(Prompt):
Below are some records. Return exactly the lines from the one containing "One marker per instance, written like [(73, 88)]." through the one containing "One marker per instance, written like [(59, 10)].", both included, and only those.

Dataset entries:
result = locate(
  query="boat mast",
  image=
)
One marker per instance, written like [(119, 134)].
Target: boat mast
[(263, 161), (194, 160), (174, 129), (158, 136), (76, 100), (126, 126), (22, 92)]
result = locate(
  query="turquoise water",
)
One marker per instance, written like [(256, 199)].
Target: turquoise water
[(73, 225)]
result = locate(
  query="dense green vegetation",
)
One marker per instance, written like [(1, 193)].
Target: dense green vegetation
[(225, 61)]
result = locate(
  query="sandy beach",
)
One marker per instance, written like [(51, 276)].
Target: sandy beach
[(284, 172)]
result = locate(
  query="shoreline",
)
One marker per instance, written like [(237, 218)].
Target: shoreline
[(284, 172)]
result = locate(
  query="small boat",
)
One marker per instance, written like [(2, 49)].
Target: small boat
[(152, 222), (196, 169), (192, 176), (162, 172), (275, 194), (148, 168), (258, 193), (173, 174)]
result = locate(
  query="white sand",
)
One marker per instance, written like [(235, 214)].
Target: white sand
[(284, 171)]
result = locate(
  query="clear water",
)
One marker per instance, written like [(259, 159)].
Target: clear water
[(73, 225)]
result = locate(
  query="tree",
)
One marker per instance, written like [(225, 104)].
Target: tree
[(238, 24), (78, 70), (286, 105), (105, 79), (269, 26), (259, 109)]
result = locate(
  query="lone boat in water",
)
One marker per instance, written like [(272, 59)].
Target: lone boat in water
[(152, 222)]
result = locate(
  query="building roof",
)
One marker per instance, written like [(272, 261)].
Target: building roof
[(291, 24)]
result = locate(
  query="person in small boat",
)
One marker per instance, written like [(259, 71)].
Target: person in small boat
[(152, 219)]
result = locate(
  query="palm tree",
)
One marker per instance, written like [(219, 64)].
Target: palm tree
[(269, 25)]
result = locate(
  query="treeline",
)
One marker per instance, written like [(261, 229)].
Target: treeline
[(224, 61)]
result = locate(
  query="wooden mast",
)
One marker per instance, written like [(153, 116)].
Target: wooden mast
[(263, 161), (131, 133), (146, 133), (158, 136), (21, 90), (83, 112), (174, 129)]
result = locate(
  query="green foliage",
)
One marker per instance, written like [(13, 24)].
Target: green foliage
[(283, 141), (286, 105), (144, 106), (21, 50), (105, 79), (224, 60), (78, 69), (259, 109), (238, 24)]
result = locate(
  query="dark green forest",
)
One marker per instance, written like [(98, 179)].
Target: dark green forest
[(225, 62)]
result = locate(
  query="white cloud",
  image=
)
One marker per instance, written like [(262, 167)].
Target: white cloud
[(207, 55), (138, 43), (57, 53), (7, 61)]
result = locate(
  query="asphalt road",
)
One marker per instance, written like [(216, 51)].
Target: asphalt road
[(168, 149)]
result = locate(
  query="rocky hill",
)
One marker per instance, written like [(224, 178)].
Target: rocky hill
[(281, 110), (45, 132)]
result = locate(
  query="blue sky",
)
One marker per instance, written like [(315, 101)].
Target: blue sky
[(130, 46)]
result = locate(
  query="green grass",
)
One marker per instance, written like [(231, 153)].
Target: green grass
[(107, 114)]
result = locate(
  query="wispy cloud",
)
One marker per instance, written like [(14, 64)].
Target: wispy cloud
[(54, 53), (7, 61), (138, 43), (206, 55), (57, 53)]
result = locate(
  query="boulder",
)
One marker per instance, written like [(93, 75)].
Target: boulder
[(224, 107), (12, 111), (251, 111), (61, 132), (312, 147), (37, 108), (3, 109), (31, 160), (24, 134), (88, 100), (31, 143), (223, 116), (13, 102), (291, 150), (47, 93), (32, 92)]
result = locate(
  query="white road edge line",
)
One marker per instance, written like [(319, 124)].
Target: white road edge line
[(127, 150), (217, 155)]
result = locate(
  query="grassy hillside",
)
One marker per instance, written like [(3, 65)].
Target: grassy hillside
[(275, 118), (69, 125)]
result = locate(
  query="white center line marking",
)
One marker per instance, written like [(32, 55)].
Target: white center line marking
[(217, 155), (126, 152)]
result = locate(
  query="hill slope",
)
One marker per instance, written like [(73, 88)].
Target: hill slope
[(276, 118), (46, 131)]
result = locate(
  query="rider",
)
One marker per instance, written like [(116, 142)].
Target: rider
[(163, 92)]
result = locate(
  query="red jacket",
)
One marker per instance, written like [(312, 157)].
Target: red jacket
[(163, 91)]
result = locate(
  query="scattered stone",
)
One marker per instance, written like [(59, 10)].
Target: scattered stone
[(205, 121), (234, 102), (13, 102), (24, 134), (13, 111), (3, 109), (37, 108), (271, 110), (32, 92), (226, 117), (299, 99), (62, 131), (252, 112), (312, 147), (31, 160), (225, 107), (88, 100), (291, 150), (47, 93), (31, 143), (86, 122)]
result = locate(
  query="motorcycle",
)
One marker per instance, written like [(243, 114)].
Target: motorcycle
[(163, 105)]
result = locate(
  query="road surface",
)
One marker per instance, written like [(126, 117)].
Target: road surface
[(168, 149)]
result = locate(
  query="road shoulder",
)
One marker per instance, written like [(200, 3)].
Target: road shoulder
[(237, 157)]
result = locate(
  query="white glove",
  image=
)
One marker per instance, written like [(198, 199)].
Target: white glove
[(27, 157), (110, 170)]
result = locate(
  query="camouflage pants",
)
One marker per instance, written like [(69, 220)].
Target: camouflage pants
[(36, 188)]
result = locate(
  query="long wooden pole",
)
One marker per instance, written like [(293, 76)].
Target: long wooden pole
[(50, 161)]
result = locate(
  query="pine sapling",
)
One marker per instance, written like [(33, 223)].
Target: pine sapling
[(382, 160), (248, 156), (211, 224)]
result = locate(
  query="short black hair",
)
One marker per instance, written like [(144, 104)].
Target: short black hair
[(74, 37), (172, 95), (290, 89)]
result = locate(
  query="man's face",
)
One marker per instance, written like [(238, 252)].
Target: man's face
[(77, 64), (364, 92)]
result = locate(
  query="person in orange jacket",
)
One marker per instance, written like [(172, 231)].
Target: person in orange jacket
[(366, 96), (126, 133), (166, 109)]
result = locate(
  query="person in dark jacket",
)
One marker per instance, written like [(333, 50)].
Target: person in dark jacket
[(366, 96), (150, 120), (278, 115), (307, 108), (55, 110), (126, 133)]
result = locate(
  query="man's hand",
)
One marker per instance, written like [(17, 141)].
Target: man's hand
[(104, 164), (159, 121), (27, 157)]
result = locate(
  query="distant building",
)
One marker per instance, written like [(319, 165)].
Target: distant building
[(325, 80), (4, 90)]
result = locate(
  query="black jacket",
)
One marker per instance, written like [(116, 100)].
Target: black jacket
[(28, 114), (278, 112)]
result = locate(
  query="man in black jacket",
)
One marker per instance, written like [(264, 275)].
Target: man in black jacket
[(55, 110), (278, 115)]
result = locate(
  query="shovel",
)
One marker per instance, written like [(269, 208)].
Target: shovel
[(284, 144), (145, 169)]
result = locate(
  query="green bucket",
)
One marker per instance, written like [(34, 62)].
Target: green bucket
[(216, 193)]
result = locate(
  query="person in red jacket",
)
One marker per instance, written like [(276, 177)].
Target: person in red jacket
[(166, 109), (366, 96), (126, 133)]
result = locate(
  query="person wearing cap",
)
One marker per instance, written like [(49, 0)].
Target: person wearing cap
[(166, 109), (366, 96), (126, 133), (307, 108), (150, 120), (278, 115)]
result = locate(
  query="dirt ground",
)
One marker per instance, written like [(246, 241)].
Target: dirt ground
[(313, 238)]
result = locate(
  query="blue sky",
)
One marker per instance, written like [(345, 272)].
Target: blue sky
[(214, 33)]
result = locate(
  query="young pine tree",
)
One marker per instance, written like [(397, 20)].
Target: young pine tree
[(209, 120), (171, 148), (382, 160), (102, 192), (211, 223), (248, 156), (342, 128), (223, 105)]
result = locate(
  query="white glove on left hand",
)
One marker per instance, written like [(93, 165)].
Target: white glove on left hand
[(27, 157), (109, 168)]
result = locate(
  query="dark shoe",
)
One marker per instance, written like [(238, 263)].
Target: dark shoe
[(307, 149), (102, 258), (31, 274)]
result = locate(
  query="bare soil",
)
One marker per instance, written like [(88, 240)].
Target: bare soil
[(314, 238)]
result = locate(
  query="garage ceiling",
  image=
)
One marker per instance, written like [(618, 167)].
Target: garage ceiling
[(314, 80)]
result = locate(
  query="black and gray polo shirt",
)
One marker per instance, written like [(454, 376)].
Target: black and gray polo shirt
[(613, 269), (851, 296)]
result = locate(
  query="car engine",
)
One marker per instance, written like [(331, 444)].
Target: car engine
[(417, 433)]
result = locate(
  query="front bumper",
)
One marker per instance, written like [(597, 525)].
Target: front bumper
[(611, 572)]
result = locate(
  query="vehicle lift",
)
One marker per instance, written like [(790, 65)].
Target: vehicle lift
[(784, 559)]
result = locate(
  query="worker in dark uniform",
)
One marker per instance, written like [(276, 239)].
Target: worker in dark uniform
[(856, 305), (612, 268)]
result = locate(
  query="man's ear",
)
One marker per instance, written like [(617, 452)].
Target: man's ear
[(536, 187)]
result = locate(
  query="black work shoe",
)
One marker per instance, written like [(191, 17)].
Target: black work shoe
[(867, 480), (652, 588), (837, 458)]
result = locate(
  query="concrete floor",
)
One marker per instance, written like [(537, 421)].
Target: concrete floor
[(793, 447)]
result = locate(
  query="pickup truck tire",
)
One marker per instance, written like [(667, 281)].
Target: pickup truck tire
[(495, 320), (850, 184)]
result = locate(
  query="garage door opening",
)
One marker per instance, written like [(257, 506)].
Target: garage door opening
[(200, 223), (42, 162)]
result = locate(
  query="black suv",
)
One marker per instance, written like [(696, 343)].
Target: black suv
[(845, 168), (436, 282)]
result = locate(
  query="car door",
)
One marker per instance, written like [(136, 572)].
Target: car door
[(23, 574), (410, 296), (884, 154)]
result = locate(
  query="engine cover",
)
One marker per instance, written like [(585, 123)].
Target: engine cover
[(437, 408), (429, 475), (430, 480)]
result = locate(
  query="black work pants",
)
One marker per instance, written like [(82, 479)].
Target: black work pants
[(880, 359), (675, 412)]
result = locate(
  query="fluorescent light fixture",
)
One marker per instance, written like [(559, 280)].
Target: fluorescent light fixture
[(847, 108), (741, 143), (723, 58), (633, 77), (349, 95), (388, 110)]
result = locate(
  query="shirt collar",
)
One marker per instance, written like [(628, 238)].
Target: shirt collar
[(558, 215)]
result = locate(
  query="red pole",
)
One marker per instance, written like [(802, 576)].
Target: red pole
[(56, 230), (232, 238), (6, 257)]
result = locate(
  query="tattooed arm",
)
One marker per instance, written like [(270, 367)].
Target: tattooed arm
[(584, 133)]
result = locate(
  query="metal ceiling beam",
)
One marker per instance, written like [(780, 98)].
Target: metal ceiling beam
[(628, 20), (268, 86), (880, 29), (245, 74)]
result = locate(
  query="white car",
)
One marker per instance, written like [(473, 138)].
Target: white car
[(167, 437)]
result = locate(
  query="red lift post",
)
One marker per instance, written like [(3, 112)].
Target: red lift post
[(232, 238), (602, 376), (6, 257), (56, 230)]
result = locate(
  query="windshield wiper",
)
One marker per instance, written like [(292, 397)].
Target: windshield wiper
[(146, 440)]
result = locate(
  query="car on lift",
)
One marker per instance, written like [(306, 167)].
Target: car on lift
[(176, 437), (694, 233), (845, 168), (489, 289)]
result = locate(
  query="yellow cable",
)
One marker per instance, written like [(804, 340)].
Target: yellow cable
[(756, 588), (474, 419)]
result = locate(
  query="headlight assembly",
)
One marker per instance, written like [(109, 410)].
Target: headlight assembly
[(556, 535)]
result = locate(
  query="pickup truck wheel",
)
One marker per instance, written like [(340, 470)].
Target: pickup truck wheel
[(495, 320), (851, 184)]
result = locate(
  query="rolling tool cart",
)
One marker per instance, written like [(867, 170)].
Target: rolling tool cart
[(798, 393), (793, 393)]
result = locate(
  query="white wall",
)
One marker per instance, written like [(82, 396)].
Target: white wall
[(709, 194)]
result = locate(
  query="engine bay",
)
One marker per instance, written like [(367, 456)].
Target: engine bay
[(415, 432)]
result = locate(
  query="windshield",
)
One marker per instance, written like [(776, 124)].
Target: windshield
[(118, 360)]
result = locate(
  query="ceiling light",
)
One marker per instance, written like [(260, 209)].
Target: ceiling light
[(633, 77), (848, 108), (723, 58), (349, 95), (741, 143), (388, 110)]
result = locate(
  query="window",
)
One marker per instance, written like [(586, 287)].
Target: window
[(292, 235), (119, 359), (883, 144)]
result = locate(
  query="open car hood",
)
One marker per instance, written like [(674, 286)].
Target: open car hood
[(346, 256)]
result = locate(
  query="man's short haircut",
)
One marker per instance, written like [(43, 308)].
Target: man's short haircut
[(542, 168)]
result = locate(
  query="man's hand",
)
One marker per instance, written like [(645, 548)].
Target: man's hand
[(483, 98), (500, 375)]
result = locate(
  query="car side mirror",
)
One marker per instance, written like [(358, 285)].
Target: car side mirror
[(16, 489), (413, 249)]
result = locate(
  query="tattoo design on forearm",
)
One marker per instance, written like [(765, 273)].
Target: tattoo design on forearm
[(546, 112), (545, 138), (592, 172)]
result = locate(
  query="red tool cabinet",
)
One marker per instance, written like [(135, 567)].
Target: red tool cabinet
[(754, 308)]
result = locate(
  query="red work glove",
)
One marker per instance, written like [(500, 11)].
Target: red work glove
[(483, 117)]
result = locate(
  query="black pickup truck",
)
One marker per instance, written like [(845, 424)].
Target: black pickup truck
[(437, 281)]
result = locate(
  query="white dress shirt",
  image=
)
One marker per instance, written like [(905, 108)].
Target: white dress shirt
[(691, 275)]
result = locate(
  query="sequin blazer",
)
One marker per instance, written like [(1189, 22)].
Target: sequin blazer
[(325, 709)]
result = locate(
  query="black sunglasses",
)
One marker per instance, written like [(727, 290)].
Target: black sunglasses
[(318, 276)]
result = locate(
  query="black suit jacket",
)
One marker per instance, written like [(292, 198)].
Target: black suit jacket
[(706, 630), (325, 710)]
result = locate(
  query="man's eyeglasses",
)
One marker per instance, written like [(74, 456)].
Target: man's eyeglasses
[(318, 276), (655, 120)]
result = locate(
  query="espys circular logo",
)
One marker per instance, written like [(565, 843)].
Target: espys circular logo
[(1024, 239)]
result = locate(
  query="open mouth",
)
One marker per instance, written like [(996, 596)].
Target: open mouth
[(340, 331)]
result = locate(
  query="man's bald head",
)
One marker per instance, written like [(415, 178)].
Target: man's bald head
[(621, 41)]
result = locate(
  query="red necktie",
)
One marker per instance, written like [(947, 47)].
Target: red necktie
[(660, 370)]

(Task answer):
One marker per instance, written like [(73, 88)].
Target: hill slope
[(276, 118), (46, 131)]
result = locate(
  query="rider",
)
One marker per instance, written like [(116, 142)].
Target: rider
[(163, 92)]
result = locate(
  query="red jacket",
)
One marker per instance, written like [(312, 157)].
Target: red jacket
[(163, 91)]
result = locate(
  query="scattered stone",
)
One marker per instance, written like [(59, 10)].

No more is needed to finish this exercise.